### SHORT TASK
Recast the records from the line containing "task | put one marker on every instance of the pedestrian" to the line containing "x=319 y=176", both included, as a JSON list of strings with one string per line and no blank lines. Convert only those lines.

Data records:
--------------------------------------------------

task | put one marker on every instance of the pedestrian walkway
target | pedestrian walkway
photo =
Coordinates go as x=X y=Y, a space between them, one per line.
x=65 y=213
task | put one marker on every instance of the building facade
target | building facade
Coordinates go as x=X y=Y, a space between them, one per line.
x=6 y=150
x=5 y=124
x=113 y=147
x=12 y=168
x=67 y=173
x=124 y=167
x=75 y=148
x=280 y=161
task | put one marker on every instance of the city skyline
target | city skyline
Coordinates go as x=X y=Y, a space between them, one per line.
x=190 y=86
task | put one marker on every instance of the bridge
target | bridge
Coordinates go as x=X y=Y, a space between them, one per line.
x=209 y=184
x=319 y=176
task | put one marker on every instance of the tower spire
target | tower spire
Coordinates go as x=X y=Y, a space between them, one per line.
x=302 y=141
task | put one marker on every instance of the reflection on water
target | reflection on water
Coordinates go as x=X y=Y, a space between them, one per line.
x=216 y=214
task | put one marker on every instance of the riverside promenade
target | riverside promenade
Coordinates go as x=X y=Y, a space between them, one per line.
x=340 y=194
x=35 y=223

--------------------------------------------------

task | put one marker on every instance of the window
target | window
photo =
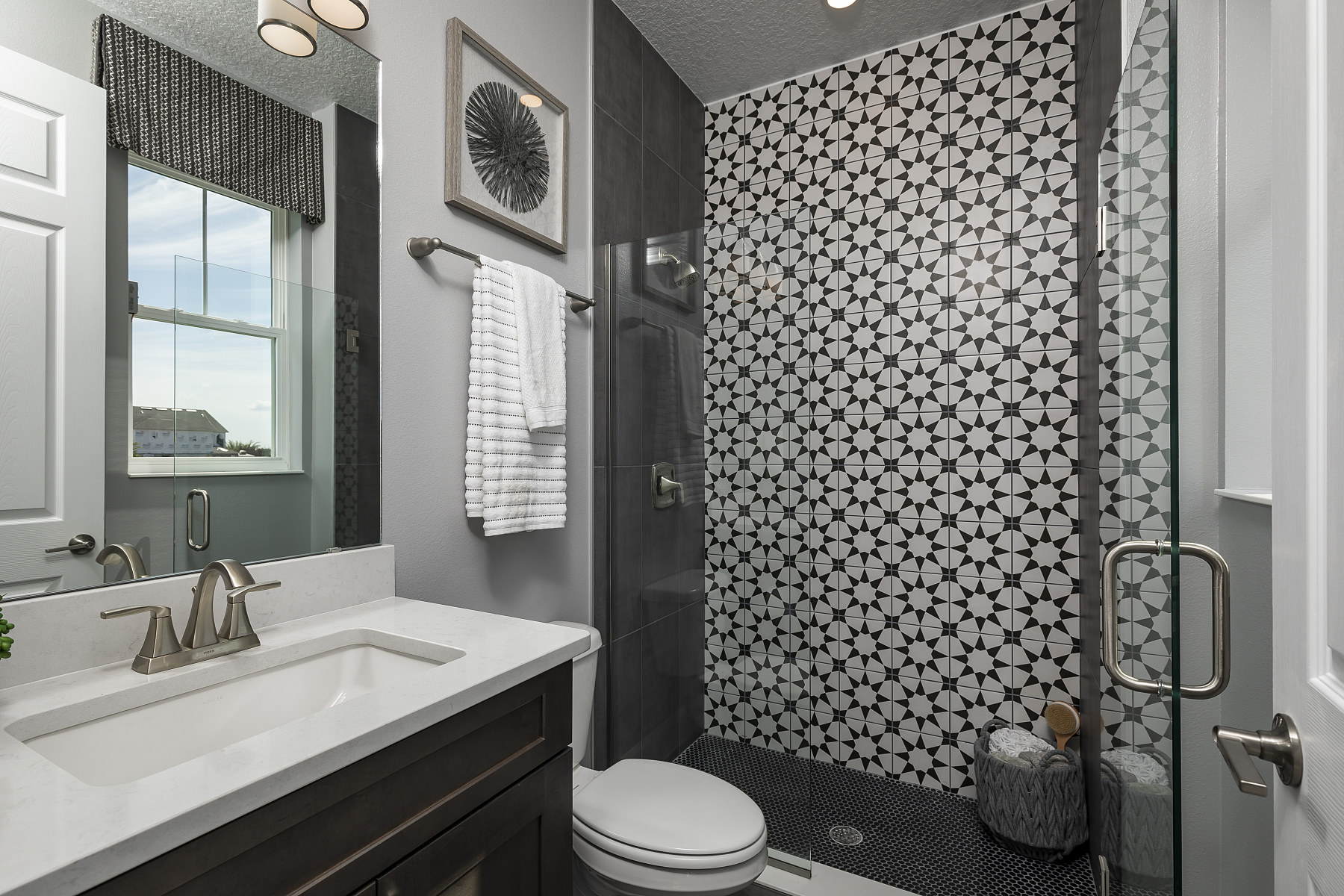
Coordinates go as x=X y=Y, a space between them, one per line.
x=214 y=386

--------------------------------------------------

### TASK RESPONSE
[
  "task | put one marker on every instance of the pedestrian walkway",
  "target | pedestrian walkway",
  "photo =",
  "Coordinates go as x=X y=Y, a space between them, one per line.",
  "x=65 y=213",
  "task | put one marker on every instance of the building facade",
  "target | building facade",
  "Coordinates go as x=X y=Y, a space between them, one per line.",
  "x=6 y=150",
  "x=5 y=124",
  "x=113 y=147",
  "x=12 y=168",
  "x=67 y=173",
  "x=124 y=167",
  "x=75 y=148",
  "x=280 y=161",
  "task | put one marker on every instance of the city skyline",
  "target | city skyline",
  "Coordinates go as x=X y=Y, a space between them, one per line.",
  "x=190 y=86",
  "task | put one marker on every instance of the bridge",
  "target | bridge",
  "Coordinates go as x=X y=Y, a space between them, one per line.",
  "x=209 y=184",
  "x=319 y=176"
]